Exercises to complete.
a) From the review of the Tom Petty documentary, repeat the stretch from "I grew up with" through "and his Heartbreakers." word for word.
b) Name every music legend that the Tom Petty documentary review lists as one of Petty's friends.

Passage shown.
------------------------------------------------------------

Tom Petty and the Heartbreakers: Runnin’ Down a Dream


I grew up with Full Moon Fever.  Songs like “Freefallin’”, “I Won’t Back Down”, “Runnin’ Down a Dream”, and “Yer So Bad” could easily be the sound track to my coming of age in rural Florida.  I came from a town too small to have a theater, an arcade, or population of girls that hadn’t already told me to get lost, so I did most of my running around twenty-four miles away in the “big city” of Gainesville, home of the Gators, the University, a good number of unfortunate Volvos, and another awkward country boy named Tom Petty.  I didn’t like the Gators, but I took a strange pride in being from the same backwoods that gave rise to a rock and roll icon and his Heartbreakers.

My memories of MTV’s heyday (you know the next line), back when it still played music, are indelibly marked with the image of Tom Petty dressed as the mad hatter, sipping his tea and singing, “Don’t Come Around Here No More.”  Even before that, mixed in with memories of “Photograph”, and “Electric Avenue”, and “Dancing with Myself”, is the scene of a bunch of cool looking guys climbing out of some kind of future car in the desert and stumbling onto a tent full of TVs to sing “You Got Lucky”.  I was amazed that those guys, looking so tough with their boots and their leather, cigarettes dangling, huge pilot-style sunglasses flashing in desert heat were somehow led by the goofy one with the overbite and the weird voice.  The one from Gainesville, just down the road from me.  Maybe anything is possible.

For those of us that grew up on his songs and, better yet, for those that don’t realize just how far-reaching and influential his body of work is, Peter Bogdanovich’s documentary, Tom Petty and the Heartbreakers: Runnin’ Down a Dream is a treasure on film.  Put together with a wealth of footage from the earliest days of Mudcrutch and The Epics, the entire history of the band is miraculously documented.  I was giddy to see footage of the bar where the band played its first paying gigs, a place called Dubbs that I used to use my fake ID to get into in order to see the likes of Warrant or Quiet Riot.

Throughout the four hour running time, the film is never less than fascinating.  It chronicles such things as Petty’s bankruptcy and landmark legal battles with the music industry and his friendships with legends like Bob Dylan, Stevie Nicks, Johnny Cash, George Harrison, Ringo Star, and Roy Orbison, there’s even an attempted assassination. It’s hard not to root for Tom, the underdog, while you watch him growing as an artist and see the record company trying to take his songs away from him.  When he’s victorious, we share in his victory and we get to see how that affects his growth and his writing and his relationships.  Petty’s story is sprawling and iconic and the film reflects that.

Bogdanovich captures insight into Petty’s creative process as a writer, a recording artist, and a performer that any student of music or the arts should appreciate. It’s good stuff.  Particularly interesting is how the viewer is able, over the course of the film, to see and hear the thirty-year metamorphosis of his work as it changes from the perspective of a teenager to that of a grown man, filled with experience, heartache and the scars and lessons of life.

------------------------------------------------------------

Supplied material.
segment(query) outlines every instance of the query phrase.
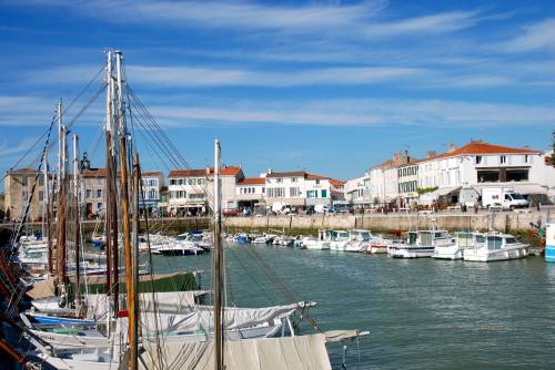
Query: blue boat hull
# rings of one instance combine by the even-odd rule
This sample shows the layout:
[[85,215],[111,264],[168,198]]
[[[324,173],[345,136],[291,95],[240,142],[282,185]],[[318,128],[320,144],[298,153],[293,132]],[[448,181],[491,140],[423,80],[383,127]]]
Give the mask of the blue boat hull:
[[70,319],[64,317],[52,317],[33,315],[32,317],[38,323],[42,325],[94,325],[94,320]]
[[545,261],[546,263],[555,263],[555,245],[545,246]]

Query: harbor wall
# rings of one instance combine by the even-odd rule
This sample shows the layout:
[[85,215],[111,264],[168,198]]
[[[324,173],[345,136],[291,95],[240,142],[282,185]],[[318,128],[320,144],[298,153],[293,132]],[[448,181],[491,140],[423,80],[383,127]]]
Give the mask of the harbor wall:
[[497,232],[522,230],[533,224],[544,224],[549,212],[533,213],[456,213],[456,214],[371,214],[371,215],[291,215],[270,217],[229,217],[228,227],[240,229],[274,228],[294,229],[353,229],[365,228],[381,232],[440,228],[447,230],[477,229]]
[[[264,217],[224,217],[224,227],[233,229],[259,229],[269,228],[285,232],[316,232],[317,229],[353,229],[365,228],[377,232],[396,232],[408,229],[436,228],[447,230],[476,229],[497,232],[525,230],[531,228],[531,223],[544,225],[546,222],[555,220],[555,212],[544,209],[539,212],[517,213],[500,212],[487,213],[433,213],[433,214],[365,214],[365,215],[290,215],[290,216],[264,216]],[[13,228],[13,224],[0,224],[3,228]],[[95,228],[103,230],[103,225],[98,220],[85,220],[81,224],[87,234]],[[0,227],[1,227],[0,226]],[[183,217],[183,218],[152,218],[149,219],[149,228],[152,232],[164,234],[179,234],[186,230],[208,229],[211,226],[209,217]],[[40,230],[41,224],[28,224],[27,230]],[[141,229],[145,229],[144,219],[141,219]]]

------------------------------------------------------------

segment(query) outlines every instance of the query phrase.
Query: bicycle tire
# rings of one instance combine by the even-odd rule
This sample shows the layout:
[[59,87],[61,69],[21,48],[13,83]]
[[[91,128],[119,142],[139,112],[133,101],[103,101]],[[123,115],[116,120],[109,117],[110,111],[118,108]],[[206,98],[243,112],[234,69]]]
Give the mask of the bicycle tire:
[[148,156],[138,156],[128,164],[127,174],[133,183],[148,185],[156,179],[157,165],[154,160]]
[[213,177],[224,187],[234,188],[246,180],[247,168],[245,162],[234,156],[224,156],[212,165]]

------------------------------------------------------------

Task solutions.
a)
I grew up with Full Moon Fever.  Songs like “Freefallin’”, “I Won’t Back Down”, “Runnin’ Down a Dream”, and “Yer So Bad” could easily be the sound track to my coming of age in rural Florida.  I came from a town too small to have a theater, an arcade, or population of girls that hadn’t already told me to get lost, so I did most of my running around twenty-four miles away in the “big city” of Gainesville, home of the Gators, the University, a good number of unfortunate Volvos, and another awkward country boy named Tom Petty.  I didn’t like the Gators, but I took a strange pride in being from the same backwoods that gave rise to a rock and roll icon and his Heartbreakers.

b) Bob Dylan, Stevie Nicks, Johnny Cash, George Harrison, Ringo Star, Roy Orbison